Given text:
::::::::::
Top 10 Milbank Quarterly Articles of 2023

We are pleased to present our top 10 most-read Milbank Quarterly articles of 2023. 

1. Conceptualizing the Mechanisms of Social Determinants of Health: A Heuristic Framework to Inform Future Directions for Mitigation  

Marco Thimm-Kaiser, Adam Benzekri, Vincent Guilamo-Ramos 

This study identifies eight principles unifying social determinant of health (SDOH) mechanisms, such as the theory that SDOH operate intergenerationally, and introduces a conceptual model to translate scholarly SDOH work into evidence-based and targeted policy and programming.    

2. A Population Health Impact Pyramid for Health Care 

Philip Alberti, Heather H. Price  

This Perspective from the centennial anniversary issue of The Milbank Quarterly, The Future of Population Health, reimagines the Health Impact Pyramid by centering population health and collaboration between health care organizations and communities to achieve health and health equity.  

3. The Perils of Medicalization for Population Health and Health Equity 

Paula M. Lantz, Daniel S. Goldberg, Sarah E. Gollust 

This centennial issue Perspective argues that a medicalized view of health in the US has led to the conflation of “health” and “health care” and an emphasis on individual social needs rather than social, political, and economic determinants of heath. The authors recommend educating clinicians, health care managers, journalists, and policymakers about the negative consequences of medicalization.
::::::::::
Supplied information:
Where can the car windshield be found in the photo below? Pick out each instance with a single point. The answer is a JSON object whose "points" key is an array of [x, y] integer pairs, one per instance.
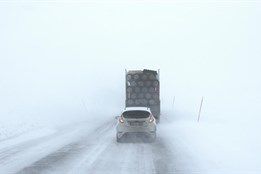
::::::::::
List of tasks:
**a)** According to the list of top Milbank Quarterly articles, how many principles unifying social determinant of health mechanisms does the first-ranked study identify?
**b)** Say whether each statement agrees with the list of top Milbank Quarterly articles. Answer yes or no, and quote the words from the text that decide it.
(i) The second-ranked article reimagines the Health Impact Pyramid.
(ii) The second-ranked article has three authors.
(iii) The authors of the third-ranked article recommend educating journalists about the negative consequences of medicalization.

Solutions by task:
**a)** Eight principles.

**b)**
(i) Yes: "reimagines the Health Impact Pyramid"
(ii) No: "Philip Alberti, Heather H. Price"
(iii) Yes: "The authors recommend educating clinicians, health care managers, journalists, and policymakers about the negative consequences of medicalization."